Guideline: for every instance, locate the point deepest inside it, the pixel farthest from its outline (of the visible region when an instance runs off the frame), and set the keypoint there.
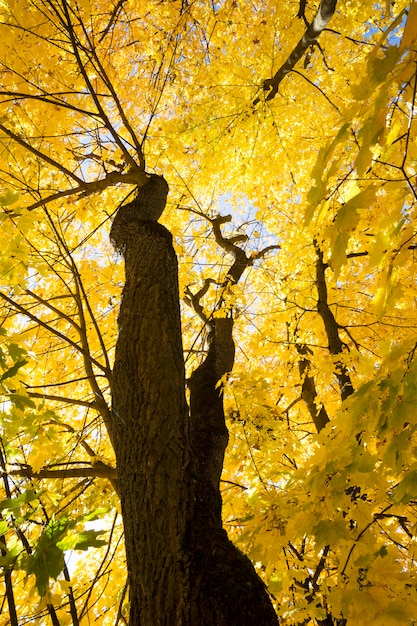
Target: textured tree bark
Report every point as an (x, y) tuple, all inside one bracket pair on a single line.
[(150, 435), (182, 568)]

--

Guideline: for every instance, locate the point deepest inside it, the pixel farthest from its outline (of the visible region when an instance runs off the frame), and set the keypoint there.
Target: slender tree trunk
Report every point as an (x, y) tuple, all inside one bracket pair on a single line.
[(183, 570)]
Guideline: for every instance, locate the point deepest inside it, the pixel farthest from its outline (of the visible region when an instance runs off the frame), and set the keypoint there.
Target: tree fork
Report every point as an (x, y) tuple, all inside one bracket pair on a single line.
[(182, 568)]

→ Your instructions
Filter the data above and copy out each line that contains the string "Target".

→ Solution to this exercise
Target: textured tree bark
Target: slender tree trunk
Target: tree fork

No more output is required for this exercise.